*** Opening Data supplied ***
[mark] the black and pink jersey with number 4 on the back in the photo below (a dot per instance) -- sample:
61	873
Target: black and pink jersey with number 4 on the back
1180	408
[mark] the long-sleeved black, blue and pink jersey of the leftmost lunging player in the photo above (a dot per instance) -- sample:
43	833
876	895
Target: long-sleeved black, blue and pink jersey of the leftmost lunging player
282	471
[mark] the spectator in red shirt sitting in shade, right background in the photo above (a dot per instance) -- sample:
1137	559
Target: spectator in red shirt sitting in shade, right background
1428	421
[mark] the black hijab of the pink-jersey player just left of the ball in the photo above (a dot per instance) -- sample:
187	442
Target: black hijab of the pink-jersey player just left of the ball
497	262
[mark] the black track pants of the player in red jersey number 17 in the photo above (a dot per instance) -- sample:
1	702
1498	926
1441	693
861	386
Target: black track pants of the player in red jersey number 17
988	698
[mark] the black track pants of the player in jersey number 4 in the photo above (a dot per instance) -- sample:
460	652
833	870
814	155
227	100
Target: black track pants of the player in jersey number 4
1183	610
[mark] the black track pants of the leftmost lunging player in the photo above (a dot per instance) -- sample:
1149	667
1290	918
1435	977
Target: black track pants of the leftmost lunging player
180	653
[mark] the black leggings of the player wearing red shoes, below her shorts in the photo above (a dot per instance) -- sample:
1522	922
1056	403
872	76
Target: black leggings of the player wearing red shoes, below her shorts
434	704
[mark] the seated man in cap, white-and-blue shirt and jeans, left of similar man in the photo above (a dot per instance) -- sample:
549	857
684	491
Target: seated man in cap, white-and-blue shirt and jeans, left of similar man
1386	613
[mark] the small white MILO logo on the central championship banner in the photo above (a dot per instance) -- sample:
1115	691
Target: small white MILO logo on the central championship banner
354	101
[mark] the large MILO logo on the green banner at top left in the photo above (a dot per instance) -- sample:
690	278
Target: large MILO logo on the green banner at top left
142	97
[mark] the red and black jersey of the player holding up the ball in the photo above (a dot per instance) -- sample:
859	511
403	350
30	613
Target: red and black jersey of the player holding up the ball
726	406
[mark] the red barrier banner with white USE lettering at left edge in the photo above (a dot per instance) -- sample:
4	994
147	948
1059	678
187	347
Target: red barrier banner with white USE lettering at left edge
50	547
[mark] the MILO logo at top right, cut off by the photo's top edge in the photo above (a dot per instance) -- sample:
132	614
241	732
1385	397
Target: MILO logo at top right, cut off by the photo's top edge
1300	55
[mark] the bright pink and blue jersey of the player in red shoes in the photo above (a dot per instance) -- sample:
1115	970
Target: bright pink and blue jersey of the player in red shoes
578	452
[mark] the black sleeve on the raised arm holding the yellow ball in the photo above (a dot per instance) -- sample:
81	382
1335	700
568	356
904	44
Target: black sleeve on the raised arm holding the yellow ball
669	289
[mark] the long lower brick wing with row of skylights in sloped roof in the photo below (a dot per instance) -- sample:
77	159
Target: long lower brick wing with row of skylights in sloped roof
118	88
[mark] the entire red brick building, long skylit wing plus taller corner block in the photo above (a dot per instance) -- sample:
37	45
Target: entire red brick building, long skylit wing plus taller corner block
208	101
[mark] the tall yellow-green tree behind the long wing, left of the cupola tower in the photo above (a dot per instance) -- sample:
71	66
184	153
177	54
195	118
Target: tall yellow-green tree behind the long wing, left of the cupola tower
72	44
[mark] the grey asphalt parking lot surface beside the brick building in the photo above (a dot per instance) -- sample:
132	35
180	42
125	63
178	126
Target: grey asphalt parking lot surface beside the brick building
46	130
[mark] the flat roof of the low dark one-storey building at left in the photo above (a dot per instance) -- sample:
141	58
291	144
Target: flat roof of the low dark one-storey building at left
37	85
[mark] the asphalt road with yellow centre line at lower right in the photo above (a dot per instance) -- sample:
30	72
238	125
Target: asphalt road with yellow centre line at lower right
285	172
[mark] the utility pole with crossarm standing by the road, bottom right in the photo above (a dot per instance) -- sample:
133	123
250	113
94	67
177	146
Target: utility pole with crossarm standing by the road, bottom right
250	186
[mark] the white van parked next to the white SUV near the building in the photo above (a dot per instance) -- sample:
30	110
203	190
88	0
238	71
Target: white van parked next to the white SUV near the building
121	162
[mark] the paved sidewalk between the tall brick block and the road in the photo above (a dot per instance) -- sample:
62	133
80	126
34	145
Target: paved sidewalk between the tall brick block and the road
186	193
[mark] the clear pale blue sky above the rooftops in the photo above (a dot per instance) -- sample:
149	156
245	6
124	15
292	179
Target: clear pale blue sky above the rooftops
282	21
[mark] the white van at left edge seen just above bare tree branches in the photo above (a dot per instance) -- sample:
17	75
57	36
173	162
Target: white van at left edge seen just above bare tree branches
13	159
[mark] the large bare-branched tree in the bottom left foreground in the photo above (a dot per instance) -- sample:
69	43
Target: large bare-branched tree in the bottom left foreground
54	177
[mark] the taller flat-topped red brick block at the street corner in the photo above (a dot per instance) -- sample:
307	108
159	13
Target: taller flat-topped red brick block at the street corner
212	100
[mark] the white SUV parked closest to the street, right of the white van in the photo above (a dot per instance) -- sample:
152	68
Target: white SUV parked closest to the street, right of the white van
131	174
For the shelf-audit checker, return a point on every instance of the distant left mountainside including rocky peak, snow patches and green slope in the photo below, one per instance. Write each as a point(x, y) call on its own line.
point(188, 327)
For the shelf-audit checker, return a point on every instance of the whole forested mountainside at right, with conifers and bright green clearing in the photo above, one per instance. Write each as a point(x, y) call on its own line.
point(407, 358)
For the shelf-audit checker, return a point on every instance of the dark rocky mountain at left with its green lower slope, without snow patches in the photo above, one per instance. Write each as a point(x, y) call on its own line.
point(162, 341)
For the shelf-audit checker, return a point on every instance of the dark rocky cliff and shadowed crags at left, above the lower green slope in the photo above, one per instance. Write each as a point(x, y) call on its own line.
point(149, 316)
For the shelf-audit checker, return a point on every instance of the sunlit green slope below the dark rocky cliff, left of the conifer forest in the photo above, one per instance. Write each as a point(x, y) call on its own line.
*** Closing Data supplied ***
All the entries must be retyped exactly.

Answer
[mark] the black and pink jersey with number 4 on the back in the photo below (a dot per instance) -- sample:
61	873
Target: black and pink jersey with number 4 on the back
1180	408
[mark] the long-sleeved black, blue and pink jersey of the leftmost lunging player in the photo above (a dot per instance) -- sample:
43	833
876	895
Target: long-sleeved black, blue and pink jersey of the leftmost lunging player
282	471
[mark] the spectator in red shirt sitting in shade, right background in the photo above (a dot per instance) -- sample:
1137	559
Target: spectator in red shirt sitting in shade, right background
1428	421
[mark] the black hijab of the pink-jersey player just left of the ball in the photo above (a dot per instance) -- sample:
187	442
Target: black hijab of the pink-jersey player just left of the ball
497	262
[mark] the black track pants of the player in red jersey number 17 in the photo above (a dot per instance) -- sample:
1	702
1498	926
1441	693
861	386
Target: black track pants of the player in red jersey number 17
988	698
[mark] the black track pants of the player in jersey number 4 in the photo above (a dot per instance) -- sample:
460	652
833	870
814	155
227	100
Target: black track pants of the player in jersey number 4
1183	610
[mark] the black track pants of the leftmost lunging player in the photo above (a dot per instance) -- sample:
1149	667
1290	918
1435	977
Target: black track pants of the leftmost lunging player
180	653
[mark] the black leggings of the player wearing red shoes, below her shorts in the photo above (a dot per instance) -- sample:
1522	922
1056	403
872	76
Target: black leggings of the player wearing red shoes, below her shorts
434	704
[mark] the seated man in cap, white-and-blue shirt and jeans, left of similar man in the photo above (a dot per instance) -- sample:
549	857
684	491
Target: seated man in cap, white-and-blue shirt and jeans, left of similar man
1386	613
[mark] the small white MILO logo on the central championship banner in the photo above (a dot per instance) -- sample:
1115	691
Target: small white MILO logo on the central championship banner
354	101
[mark] the large MILO logo on the green banner at top left in the photo above (a dot per instance) -- sample:
690	278
Target: large MILO logo on the green banner at top left
142	97
[mark] the red and black jersey of the player holding up the ball in the photo above (a dot per instance) -- sample:
859	511
403	350
30	613
Target: red and black jersey of the player holding up the ball
726	406
[mark] the red barrier banner with white USE lettering at left edge in the photo above (a dot per instance) -- sample:
4	994
147	948
1059	678
187	347
Target: red barrier banner with white USE lettering at left edge
50	547
[mark] the MILO logo at top right, cut off by the photo's top edge in the photo above (a dot per instance) -- sample:
132	614
241	732
1385	397
Target: MILO logo at top right, cut off by the photo's top edge
1300	55
[mark] the bright pink and blue jersey of the player in red shoes in the photo above (a dot per instance) -- sample:
1115	970
Target: bright pink and blue jersey of the player in red shoes
578	452
[mark] the black sleeve on the raised arm holding the yellow ball in the photo above (a dot per instance) -- sample:
81	382
1335	700
568	356
904	44
Target: black sleeve on the raised arm holding the yellow ball
669	289
[mark] the long lower brick wing with row of skylights in sloped roof in the photo below (a dot per instance) -- sample:
77	159
Target: long lower brick wing with row of skylights in sloped roof
118	88
[mark] the entire red brick building, long skylit wing plus taller corner block in the photo above (a dot per instance) -- sample:
37	45
Target: entire red brick building, long skylit wing plus taller corner block
208	101
[mark] the tall yellow-green tree behind the long wing, left of the cupola tower in the photo above (a dot per instance) -- sample:
71	66
184	153
177	54
195	118
Target: tall yellow-green tree behind the long wing, left of the cupola tower
72	44
[mark] the grey asphalt parking lot surface beside the brick building in the photo above (a dot per instance) -- sample:
132	35
180	42
125	63
178	126
Target: grey asphalt parking lot surface beside the brick building
46	130
[mark] the flat roof of the low dark one-storey building at left in the photo above (a dot per instance) -- sample:
141	58
291	144
Target: flat roof of the low dark one-storey building at left
37	85
[mark] the asphalt road with yellow centre line at lower right in the photo above (a dot per instance) -- sample:
30	72
238	125
Target: asphalt road with yellow centre line at lower right
285	172
[mark] the utility pole with crossarm standing by the road, bottom right in the photo above (a dot per instance) -- sample:
133	123
250	113
94	67
177	146
Target: utility pole with crossarm standing by the road, bottom right
250	186
[mark] the white van parked next to the white SUV near the building in the photo above (a dot per instance) -- sample:
30	110
203	190
88	0
238	71
Target: white van parked next to the white SUV near the building
121	162
[mark] the paved sidewalk between the tall brick block and the road in the photo above (a dot per instance) -- sample:
62	133
80	126
34	145
Target: paved sidewalk between the tall brick block and the road
186	193
[mark] the clear pale blue sky above the rooftops in the photo above (a dot per instance) -- sample:
149	156
245	6
124	15
292	179
Target: clear pale blue sky above the rooftops
282	21
[mark] the white van at left edge seen just above bare tree branches in the photo above (a dot per instance) -- sample:
17	75
57	36
173	162
Target: white van at left edge seen just above bare tree branches
13	159
[mark] the large bare-branched tree in the bottom left foreground in the photo above (a dot per instance) -- sample:
69	43
Target: large bare-branched tree in the bottom left foreground
54	177
[mark] the taller flat-topped red brick block at the street corner in the photo above (a dot per instance) -- sample:
307	108
159	13
Target: taller flat-topped red brick block at the street corner
212	100
[mark] the white SUV parked closest to the street, right of the white van in the photo above (a dot per instance) -- sample:
152	68
Target: white SUV parked closest to the street, right of the white van
131	174
For the shelf-audit checker, return a point on every instance of the distant left mountainside including rocky peak, snow patches and green slope in the photo below, one per instance. Write each as a point(x, y) call on its own line.
point(188, 327)
For the shelf-audit checker, return a point on every instance of the whole forested mountainside at right, with conifers and bright green clearing in the photo above, one per instance. Write each as a point(x, y) call on its own line.
point(407, 358)
For the shelf-audit checker, return a point on every instance of the dark rocky mountain at left with its green lower slope, without snow patches in the photo above, one per instance. Write each as a point(x, y) call on its own line.
point(162, 341)
For the shelf-audit checker, return a point on every instance of the dark rocky cliff and shadowed crags at left, above the lower green slope in the photo above, one per instance. Write each as a point(x, y) call on its own line.
point(149, 316)
For the shelf-audit checker, return a point on every instance of the sunlit green slope below the dark rocky cliff, left of the conifer forest in the photo above, one per instance. Write each as a point(x, y) call on its own line.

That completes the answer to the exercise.